Copy out each line below that contains the string "target".
begin Stored records
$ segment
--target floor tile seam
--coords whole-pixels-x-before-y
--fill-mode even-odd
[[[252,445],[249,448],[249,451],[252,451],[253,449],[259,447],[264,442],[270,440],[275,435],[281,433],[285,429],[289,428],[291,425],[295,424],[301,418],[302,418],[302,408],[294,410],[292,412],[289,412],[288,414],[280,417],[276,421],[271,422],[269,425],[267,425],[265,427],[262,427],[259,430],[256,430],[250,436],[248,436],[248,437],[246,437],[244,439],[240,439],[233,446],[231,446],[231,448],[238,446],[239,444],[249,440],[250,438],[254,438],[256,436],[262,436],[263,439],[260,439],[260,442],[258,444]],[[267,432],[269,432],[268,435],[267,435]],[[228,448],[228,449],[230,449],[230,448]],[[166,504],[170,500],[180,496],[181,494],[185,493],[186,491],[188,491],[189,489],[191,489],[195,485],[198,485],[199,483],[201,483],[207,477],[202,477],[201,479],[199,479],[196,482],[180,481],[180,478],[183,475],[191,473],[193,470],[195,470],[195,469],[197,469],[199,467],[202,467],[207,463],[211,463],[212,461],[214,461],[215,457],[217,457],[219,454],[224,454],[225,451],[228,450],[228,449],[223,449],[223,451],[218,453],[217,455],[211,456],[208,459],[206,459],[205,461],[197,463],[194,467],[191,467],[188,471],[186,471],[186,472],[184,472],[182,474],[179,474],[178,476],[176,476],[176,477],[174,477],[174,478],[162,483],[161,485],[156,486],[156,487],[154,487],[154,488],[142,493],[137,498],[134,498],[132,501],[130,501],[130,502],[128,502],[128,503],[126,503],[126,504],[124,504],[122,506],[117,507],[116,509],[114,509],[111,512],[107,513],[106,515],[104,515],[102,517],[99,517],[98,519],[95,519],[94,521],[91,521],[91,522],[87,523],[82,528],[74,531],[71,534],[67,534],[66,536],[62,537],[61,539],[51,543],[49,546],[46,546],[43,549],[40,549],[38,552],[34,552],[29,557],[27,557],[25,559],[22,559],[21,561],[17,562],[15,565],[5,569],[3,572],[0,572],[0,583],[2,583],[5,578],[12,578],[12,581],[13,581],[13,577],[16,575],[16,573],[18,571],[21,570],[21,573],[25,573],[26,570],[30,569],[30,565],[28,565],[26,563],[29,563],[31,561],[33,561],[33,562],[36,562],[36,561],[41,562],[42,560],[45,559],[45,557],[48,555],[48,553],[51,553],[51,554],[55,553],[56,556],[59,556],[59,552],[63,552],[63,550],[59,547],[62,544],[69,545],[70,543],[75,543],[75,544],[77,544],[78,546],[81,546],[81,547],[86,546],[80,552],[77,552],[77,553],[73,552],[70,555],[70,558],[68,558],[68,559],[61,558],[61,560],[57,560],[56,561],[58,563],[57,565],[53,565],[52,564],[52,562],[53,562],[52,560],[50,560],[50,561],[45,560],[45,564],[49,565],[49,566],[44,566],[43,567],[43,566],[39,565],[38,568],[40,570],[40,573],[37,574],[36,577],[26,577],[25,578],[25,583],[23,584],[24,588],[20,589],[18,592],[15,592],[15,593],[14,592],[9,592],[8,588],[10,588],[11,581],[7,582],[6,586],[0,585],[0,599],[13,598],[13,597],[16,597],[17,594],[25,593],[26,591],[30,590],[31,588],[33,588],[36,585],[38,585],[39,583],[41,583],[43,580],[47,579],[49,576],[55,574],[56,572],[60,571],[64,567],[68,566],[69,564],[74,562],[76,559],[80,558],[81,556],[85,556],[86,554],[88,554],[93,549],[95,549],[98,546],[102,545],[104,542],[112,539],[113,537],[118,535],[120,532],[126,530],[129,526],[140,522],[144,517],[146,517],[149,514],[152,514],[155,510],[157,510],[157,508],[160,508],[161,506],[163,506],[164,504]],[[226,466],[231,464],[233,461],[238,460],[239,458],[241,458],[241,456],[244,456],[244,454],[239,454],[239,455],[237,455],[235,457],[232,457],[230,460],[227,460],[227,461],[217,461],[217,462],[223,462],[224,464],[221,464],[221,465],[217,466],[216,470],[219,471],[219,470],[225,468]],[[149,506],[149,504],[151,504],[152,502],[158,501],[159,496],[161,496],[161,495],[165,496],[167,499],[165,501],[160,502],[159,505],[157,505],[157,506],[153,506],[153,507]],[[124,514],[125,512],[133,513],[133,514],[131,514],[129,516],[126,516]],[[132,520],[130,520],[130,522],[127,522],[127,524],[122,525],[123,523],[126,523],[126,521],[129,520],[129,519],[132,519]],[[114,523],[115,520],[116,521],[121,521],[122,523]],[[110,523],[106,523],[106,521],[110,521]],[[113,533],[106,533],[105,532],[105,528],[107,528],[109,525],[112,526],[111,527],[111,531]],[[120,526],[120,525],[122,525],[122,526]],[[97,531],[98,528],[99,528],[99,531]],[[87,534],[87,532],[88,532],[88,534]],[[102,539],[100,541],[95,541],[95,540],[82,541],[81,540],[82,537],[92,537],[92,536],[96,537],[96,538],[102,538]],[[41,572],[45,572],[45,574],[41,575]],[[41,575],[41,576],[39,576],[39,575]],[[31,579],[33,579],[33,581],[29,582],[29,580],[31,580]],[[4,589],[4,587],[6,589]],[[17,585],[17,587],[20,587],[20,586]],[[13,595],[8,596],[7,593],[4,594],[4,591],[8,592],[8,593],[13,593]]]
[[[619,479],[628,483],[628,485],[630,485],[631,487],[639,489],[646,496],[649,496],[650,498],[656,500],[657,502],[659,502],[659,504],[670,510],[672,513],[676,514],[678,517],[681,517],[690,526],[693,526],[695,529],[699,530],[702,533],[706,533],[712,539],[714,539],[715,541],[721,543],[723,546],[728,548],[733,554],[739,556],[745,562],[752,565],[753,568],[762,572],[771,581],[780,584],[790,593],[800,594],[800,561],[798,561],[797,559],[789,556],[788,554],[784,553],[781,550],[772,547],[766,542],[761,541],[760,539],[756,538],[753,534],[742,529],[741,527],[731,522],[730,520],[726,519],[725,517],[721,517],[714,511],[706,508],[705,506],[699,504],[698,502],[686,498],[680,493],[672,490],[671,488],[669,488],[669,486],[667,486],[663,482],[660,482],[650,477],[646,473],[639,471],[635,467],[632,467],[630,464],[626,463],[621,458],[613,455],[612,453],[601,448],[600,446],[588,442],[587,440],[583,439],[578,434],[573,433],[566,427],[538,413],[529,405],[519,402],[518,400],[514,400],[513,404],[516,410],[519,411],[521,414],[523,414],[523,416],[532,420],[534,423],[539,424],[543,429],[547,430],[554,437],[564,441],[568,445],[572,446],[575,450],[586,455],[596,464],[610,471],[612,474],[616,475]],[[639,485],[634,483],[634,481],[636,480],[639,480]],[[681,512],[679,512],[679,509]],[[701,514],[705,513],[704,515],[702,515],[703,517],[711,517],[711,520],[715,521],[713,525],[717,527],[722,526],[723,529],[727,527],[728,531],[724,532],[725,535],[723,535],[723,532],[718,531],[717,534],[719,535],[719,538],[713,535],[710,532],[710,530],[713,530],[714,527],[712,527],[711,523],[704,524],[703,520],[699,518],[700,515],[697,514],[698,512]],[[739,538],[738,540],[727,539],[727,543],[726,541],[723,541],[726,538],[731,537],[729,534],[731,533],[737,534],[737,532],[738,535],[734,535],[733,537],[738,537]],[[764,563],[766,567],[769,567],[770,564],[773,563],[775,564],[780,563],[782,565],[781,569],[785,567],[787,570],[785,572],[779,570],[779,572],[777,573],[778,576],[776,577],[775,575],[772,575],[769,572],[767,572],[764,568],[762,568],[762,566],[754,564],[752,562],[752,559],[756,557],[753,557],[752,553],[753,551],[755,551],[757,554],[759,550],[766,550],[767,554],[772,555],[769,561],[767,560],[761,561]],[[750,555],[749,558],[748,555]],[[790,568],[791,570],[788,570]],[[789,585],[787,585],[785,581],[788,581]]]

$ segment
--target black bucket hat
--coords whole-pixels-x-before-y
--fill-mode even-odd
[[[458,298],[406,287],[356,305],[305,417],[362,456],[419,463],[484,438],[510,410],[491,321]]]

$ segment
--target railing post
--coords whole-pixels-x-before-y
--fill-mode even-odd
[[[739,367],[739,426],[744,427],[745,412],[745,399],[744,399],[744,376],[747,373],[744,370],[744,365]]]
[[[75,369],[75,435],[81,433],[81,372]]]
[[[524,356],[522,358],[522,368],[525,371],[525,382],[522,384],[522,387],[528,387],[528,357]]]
end Stored records
Answer below:
--target floor tile seam
--target black bucket hat
--target railing post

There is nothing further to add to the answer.